Dettagli del compito: Per ciascuna delle affermazioni seguenti, stabilisca se concorda con il brano sul Ciad riportato più sotto. Risponda sì o no e citi testualmente le parole del brano che decidono la risposta: (a) La donna è stata arruolata da Boko Haram contro la propria volontà. (b) Il capitano Affeni concede ai suoi uomini dieci minuti per la vestizione. (c) I soldati attraversano il lago Ciad a bordo di piroghe.

«Io, la kamikaze islamista sopravvissuta alla strage»

La sua storia è incredibile: arruolata contro la propria volontà dai terroristi islamici di Boko Haram per diventare una kamikaze, è sopravvissuta alle esplosioni perdendo le gambe. Siamo andati a trovarla in Ciad. Ecco il racconto di quella visita.
Il capitano Affeni dell’esercito ciadiano chiama i suoi uomini a rapporto e ordina loro di prepararsi per un’azione di guerra. Due minuti di tempo per la vestizione: mimetiche, anfibi, giberne a tracolla, volti coperti con turbanti che lasciano scorgere soltanto occhi profondi a scimitarra e caricatori inseriti nei kalashnikov. «Moral! Moral! Moral!» (Morale! Morale! Morale!) urlano i militari e il grido echeggia come un peana di guerra nella vastità del Sahel. I soldati salgono sulle piroghe e attraversano il lago Ciad, feudo dell’ISIS in terra d’Africa, scrutando attraverso la scanalatura del mirino i canneti e le paludi.

Materiale estratto:
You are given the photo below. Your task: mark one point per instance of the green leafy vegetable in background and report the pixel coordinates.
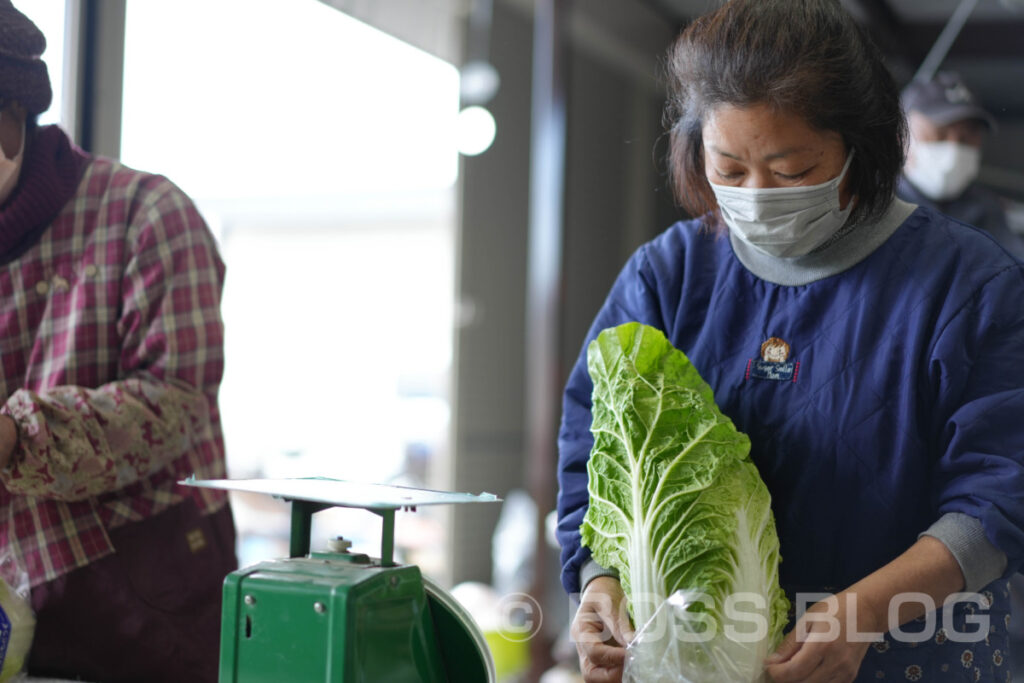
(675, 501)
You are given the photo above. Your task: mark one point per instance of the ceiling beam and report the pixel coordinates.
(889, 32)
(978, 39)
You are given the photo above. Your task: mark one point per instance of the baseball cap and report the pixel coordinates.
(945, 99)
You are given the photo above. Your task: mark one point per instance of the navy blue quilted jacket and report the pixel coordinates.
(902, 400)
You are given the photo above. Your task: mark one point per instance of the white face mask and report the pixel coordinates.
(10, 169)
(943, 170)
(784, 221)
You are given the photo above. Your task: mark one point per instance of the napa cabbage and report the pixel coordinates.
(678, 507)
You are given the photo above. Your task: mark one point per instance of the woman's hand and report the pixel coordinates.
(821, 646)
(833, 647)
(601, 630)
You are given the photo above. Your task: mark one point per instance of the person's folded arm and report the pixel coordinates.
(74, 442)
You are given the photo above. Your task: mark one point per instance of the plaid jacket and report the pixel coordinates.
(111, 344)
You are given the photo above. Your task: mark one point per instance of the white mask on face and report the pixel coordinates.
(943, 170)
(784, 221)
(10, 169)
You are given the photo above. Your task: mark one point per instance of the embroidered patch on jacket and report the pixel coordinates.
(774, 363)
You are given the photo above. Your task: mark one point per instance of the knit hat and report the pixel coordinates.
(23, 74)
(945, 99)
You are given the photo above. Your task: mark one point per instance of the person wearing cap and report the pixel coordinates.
==
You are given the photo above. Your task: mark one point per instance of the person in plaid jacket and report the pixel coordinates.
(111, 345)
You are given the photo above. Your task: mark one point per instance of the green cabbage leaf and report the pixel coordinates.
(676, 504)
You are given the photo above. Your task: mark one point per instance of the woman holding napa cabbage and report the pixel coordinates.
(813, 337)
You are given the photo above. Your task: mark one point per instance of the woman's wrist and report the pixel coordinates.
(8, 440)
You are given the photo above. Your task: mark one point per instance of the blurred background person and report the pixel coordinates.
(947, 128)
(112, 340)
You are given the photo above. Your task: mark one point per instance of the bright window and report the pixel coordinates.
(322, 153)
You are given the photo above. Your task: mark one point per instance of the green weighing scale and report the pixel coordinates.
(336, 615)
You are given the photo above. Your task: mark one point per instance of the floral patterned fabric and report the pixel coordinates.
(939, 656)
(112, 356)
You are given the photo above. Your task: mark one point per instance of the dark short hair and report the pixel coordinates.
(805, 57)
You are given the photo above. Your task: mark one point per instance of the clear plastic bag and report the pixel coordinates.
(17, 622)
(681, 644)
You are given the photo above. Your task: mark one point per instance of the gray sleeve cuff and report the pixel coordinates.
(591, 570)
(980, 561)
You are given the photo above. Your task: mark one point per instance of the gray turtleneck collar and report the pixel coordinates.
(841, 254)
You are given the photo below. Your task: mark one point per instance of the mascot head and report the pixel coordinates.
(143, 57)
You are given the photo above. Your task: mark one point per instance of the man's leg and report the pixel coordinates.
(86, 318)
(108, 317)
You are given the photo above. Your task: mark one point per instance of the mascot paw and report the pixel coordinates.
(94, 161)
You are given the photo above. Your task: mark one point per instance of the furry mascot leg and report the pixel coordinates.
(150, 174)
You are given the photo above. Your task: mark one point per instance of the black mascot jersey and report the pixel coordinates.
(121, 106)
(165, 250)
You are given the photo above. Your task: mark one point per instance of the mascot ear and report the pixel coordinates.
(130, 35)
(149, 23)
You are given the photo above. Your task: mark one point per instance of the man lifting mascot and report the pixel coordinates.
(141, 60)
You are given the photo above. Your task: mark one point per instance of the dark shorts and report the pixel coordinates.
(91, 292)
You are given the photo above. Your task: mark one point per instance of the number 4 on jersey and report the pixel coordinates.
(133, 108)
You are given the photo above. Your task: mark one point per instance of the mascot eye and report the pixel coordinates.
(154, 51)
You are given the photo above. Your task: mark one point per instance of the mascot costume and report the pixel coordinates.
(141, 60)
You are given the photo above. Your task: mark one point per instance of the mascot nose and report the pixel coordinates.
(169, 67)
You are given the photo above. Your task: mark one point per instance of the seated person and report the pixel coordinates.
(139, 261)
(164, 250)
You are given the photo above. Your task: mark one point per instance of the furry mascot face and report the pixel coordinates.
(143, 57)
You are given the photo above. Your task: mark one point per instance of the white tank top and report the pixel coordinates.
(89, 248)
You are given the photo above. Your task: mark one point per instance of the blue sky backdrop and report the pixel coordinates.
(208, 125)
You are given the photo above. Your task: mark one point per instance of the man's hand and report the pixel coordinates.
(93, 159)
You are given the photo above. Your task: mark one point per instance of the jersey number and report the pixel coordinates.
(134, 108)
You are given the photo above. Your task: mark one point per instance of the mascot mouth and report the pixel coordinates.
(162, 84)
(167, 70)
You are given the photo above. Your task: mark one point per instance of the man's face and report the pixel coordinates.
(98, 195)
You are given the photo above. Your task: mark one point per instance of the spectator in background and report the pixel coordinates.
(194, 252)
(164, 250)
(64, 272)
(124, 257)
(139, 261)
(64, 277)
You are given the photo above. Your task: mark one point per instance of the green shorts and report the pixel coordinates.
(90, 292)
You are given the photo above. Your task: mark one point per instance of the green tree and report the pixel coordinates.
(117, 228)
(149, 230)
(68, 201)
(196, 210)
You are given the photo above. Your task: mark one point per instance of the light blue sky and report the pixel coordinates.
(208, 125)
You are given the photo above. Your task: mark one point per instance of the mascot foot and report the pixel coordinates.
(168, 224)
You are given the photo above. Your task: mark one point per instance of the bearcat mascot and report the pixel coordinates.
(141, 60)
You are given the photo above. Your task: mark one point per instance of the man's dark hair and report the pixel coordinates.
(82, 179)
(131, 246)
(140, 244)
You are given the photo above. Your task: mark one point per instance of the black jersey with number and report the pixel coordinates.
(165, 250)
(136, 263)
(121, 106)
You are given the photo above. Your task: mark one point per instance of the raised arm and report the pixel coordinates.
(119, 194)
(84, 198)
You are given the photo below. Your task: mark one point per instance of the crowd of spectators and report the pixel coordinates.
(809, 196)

Risposta all'esercizio:
(a) Sì: «arruolata contro la propria volontà dai terroristi islamici di Boko Haram»
(b) No: «Due minuti di tempo per la vestizione»
(c) Sì: «I soldati salgono sulle piroghe e attraversano il lago Ciad»